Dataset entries
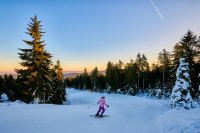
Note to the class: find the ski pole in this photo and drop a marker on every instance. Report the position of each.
(92, 105)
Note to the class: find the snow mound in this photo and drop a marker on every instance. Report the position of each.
(4, 97)
(179, 121)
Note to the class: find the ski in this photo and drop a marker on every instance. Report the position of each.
(99, 116)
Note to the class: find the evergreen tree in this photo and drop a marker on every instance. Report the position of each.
(2, 86)
(86, 80)
(164, 59)
(94, 78)
(109, 76)
(143, 67)
(36, 63)
(188, 48)
(58, 91)
(180, 96)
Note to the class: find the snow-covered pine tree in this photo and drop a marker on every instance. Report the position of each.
(59, 85)
(180, 96)
(35, 77)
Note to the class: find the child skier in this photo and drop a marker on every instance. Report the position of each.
(101, 103)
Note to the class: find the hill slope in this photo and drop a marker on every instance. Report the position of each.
(128, 114)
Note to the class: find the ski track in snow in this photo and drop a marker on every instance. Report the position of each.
(128, 114)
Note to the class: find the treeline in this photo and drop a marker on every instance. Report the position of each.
(137, 76)
(38, 81)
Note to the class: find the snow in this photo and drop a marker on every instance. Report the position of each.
(128, 114)
(3, 97)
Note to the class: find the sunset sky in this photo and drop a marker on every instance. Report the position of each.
(89, 33)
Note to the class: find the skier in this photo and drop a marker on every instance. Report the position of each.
(101, 103)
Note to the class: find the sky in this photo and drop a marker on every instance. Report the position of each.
(85, 34)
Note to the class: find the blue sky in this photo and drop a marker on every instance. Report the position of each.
(90, 33)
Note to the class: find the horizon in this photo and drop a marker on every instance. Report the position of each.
(89, 34)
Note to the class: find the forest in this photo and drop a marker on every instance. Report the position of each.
(139, 77)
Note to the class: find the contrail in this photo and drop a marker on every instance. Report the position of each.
(157, 10)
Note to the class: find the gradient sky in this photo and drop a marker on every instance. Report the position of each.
(89, 33)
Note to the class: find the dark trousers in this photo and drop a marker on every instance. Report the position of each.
(101, 109)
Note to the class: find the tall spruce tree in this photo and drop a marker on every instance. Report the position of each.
(180, 96)
(164, 59)
(58, 95)
(36, 62)
(143, 67)
(94, 77)
(188, 48)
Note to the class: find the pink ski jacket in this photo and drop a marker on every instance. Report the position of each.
(102, 102)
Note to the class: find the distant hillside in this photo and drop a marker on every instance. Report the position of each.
(71, 75)
(74, 74)
(14, 75)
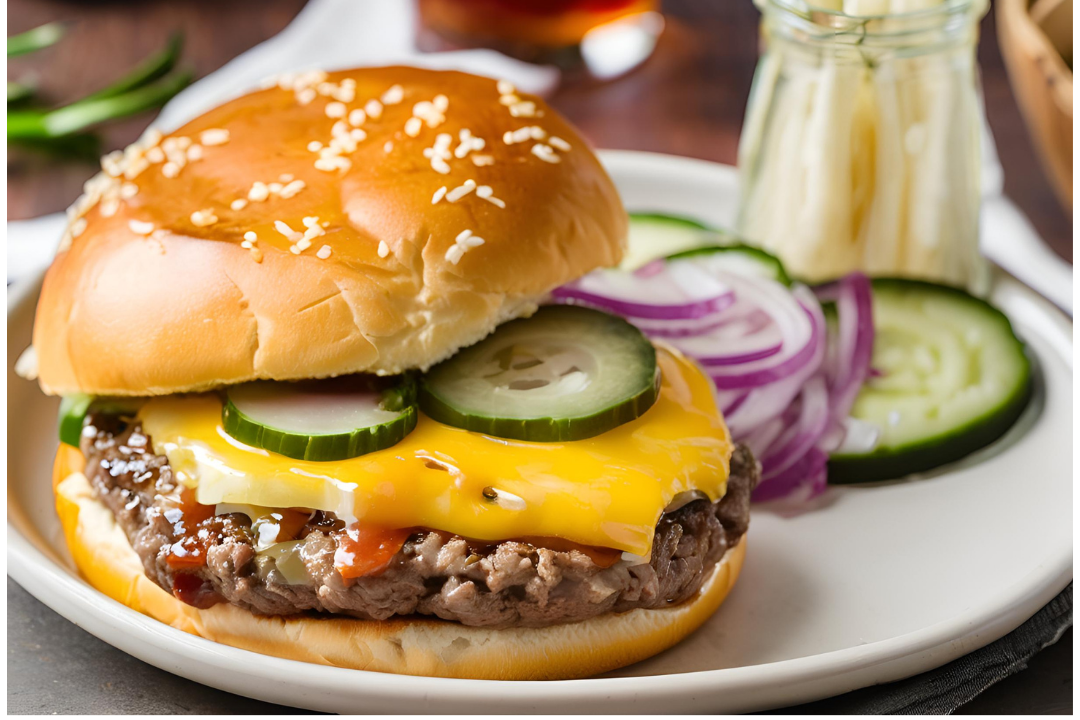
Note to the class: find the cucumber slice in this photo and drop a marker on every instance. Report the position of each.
(653, 236)
(566, 374)
(322, 420)
(954, 379)
(737, 258)
(75, 409)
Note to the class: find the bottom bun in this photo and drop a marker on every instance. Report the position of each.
(413, 646)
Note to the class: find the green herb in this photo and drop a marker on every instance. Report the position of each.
(62, 131)
(88, 112)
(36, 39)
(18, 93)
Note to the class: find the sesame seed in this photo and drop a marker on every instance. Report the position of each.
(140, 228)
(484, 191)
(293, 188)
(332, 163)
(544, 152)
(135, 167)
(455, 254)
(214, 136)
(345, 93)
(258, 192)
(459, 192)
(291, 234)
(559, 143)
(525, 109)
(203, 218)
(394, 95)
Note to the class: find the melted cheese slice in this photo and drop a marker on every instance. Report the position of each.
(608, 490)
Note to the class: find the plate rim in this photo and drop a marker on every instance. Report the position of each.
(799, 679)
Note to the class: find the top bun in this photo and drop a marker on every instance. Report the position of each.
(399, 214)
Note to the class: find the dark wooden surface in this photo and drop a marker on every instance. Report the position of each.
(688, 99)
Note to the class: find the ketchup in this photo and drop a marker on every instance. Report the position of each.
(366, 551)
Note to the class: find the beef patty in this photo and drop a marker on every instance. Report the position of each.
(204, 558)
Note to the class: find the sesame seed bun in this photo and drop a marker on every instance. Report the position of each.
(409, 646)
(292, 233)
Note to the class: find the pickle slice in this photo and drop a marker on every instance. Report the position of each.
(75, 408)
(322, 420)
(566, 374)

### Activity
Without the pictures, give back every record precisely as shown.

### Written response
Note to the class: find the ski pole in this photo and drop a marker on every instance. Report the position of each.
(92, 105)
Note to the class: find the snow mound in this photo and drop a marker on every instance. Report the position of each.
(4, 97)
(179, 121)
Note to the class: find the ski in this photo and drop a marker on every instance. Report the position of each.
(99, 116)
Note to the class: find the evergreen tree in this photo and drop a marker on every instance. Report the position of each.
(2, 86)
(86, 80)
(164, 59)
(94, 78)
(109, 76)
(143, 67)
(36, 63)
(188, 48)
(58, 91)
(180, 96)
Note to the class: find the snow-covered pine tree in this photo and drop a marker on every instance. Report the position of each.
(59, 85)
(180, 96)
(35, 77)
Note to the class: find the child skier in this photo and drop a marker on every instance. Report the position of each.
(101, 103)
Note to the class: find the hill slope in this photo and drop a marker on every instance. Report the position of each.
(128, 114)
Note to the class: find the ski track in snow in this photo and drop a marker on every instance. Report the position of each.
(128, 114)
Note to the class: find the treeline in this photo and drop a marker on every instance. Report the position of each.
(137, 76)
(38, 81)
Note to the class: find the snow in this photo and drop a marker on every instance. Report the position of each.
(128, 114)
(3, 97)
Note to the class: find the sunset sky in this photo and drop a marker on every instance. Report the position of each.
(89, 33)
Note to the class: find the skier in this photo and drop a marker on every instance. Report the position of each.
(101, 103)
Note to the class: find the sky in this photo and drop a marker on every instance. Report the position of each.
(85, 34)
Note to the class: find the blue sky in this photo and drop a marker on every instance. Report the position of each.
(90, 33)
Note to the class: find the horizon in this photo and drop a marker on every instance. Report the position of each.
(89, 34)
Note to the class: find the forest in this photo and drop a marker on every instance. Report the position of each.
(139, 77)
Note to the class: find the contrail in this photo and drop a marker on every instance. Report the position of each.
(157, 10)
Note to the class: find the gradient sky in this photo and drop a marker on every instance. Report the position of each.
(89, 33)
Note to the class: find the dark trousers in this photo and drop a marker on every instance. Report the position of each.
(101, 109)
Note to the class: find the tall spruce tree in this photo and drop a marker on every instance. Report the position of each.
(180, 96)
(164, 59)
(58, 95)
(36, 62)
(143, 67)
(94, 77)
(188, 48)
Note to the class: find the pink ski jacket in this photo and drop a marker on every instance. Report the position of each.
(102, 102)
Note to the class: find the distant hillside in this photo and drop a marker on every instance. Report the position of each.
(71, 75)
(74, 74)
(14, 75)
Note to the class: find the cucumber slice in this photo and drop a marker on every instance. Report the position of each.
(653, 236)
(566, 374)
(322, 420)
(954, 379)
(737, 258)
(75, 409)
Note to the class: find the bottom bun in this photo and drop a marker on every instance. Report the position of each.
(413, 646)
Note to the class: find the green herb in this photo and drop a marker on every instance. Report the position of each.
(62, 131)
(88, 112)
(36, 39)
(18, 93)
Note to the class: find the sesame seed in this photo and drop a marker on every instance. Report the position of each.
(140, 228)
(484, 191)
(293, 188)
(332, 163)
(544, 152)
(135, 167)
(455, 254)
(214, 136)
(345, 93)
(258, 192)
(459, 192)
(291, 234)
(559, 143)
(525, 109)
(203, 218)
(394, 95)
Note to the class: find the melted cheese slice in this photo and drop a marker on every instance. Report the position of each.
(608, 490)
Note to the class: find the plate rim in this photo and drop a marker on every instance. Report the position of each.
(799, 679)
Note to the class: find the top bun in this photo and drop a marker on every instance. Report the position of each.
(399, 214)
Note to the class: find the dark wooden surface in this photo and drop a marker on every instance. Report the position of each.
(688, 99)
Note to the class: find the ketchup in this photo and drop a marker on every instance. Report the position of each.
(366, 551)
Note to the class: find the beef patty in this photo and drop a marker on every instance. Report the position of each.
(204, 558)
Note to the class: find the sesame seed bun in this photo and drop a marker on every instance. Report the position of each.
(409, 646)
(292, 233)
Note to the class: find the pickle slice in this photo and drop a marker on every instance. Report the position of each.
(75, 408)
(322, 420)
(566, 374)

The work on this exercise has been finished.